• **Your instructions**:
In this exercise, every entry is to be transcribed exactly as written.

• **Information given**:
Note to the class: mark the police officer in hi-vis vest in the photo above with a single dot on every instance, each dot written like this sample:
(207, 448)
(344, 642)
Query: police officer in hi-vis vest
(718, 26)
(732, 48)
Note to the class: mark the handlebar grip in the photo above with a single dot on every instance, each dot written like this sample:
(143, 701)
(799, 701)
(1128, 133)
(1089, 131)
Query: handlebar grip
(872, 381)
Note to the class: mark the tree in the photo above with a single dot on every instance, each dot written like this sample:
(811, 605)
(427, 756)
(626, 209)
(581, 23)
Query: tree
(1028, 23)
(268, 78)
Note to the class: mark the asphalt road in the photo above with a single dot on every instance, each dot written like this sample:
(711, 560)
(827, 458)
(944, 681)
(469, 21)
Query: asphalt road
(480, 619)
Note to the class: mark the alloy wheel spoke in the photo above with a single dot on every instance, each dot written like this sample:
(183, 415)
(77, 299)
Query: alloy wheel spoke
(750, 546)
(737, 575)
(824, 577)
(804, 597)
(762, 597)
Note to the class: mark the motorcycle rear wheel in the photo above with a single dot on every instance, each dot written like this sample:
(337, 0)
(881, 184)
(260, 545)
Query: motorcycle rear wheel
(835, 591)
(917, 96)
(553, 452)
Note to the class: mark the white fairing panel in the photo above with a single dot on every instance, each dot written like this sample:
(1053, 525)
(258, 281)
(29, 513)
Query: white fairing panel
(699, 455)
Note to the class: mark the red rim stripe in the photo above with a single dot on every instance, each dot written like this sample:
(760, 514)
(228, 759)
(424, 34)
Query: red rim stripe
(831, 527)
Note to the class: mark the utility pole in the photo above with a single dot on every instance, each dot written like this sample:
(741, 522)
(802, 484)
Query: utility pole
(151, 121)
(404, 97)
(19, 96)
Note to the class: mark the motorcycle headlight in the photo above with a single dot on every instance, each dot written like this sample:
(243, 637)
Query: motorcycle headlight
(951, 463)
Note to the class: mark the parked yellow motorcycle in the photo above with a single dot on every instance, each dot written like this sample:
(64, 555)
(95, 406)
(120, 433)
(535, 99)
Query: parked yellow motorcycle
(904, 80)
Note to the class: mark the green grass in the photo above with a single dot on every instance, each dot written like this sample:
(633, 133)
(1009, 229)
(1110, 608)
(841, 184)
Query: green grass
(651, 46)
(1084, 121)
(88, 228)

• **Output**:
Note to the class: mark the police officer in hi-vis vest in the photo above with a single dot on every instance, each dot written like this sample:
(207, 448)
(344, 642)
Query: police officer in hi-vis vest
(718, 26)
(732, 48)
Note to the class: mark the handlebar grip in the photo above with a single dot on every instance, each dot written like this sample:
(143, 701)
(799, 701)
(1128, 133)
(1089, 131)
Query: handlebar grip
(872, 381)
Note to the class: mark the tree in the photo above with a single dot on every instance, each dot written like this sample:
(811, 605)
(427, 756)
(626, 209)
(581, 23)
Query: tree
(1028, 23)
(268, 78)
Note to the class: mark the asphalt road in the photo above with a single dot on every instance, each dot written like this sample:
(711, 560)
(827, 458)
(944, 681)
(469, 21)
Query: asphalt road
(480, 619)
Note to the class: mark the alloy wheel spoke in the photo above with a single dot on every instance, each dot written like this sample:
(183, 415)
(77, 299)
Query: alloy wheel spoke
(750, 546)
(737, 575)
(824, 577)
(804, 597)
(762, 597)
Note to the class: mark the motorcycle rear wheel in the photo above with a single dot on every instance, each dot written like this sample:
(337, 0)
(881, 184)
(260, 545)
Query: motorcycle rear wheel
(835, 591)
(917, 96)
(553, 452)
Note to the class: mark the white fairing panel in the photo above with a single dot on every instance, each dot written like this sample:
(1053, 525)
(258, 281)
(29, 513)
Query: white fairing panel
(699, 455)
Note to the class: mark the red rim stripe in the photo above with a single dot on every instance, each dot written like this sample:
(760, 514)
(228, 759)
(424, 34)
Query: red rim stripe
(831, 527)
Note to the class: mark the utility pole in the photo above with a single dot on every instance, each dot written like this sample:
(741, 522)
(802, 484)
Query: utility pole
(151, 121)
(404, 97)
(19, 96)
Note to the class: mark the motorcycle headlight in the photo above with a single dot on every instance, each dot written like this sample:
(243, 637)
Query: motorcycle headlight
(951, 463)
Note to the class: mark the parked yellow motorcycle in the photo above with a single dot on every instance, each dot written like this sample:
(64, 555)
(95, 406)
(120, 433)
(535, 99)
Query: parked yellow motorcycle
(904, 80)
Note to the class: mark the green grass in the photo above with a single dot on every instance, each dot written like this sample:
(633, 133)
(1009, 229)
(1110, 608)
(841, 184)
Query: green grass
(651, 46)
(1084, 121)
(88, 228)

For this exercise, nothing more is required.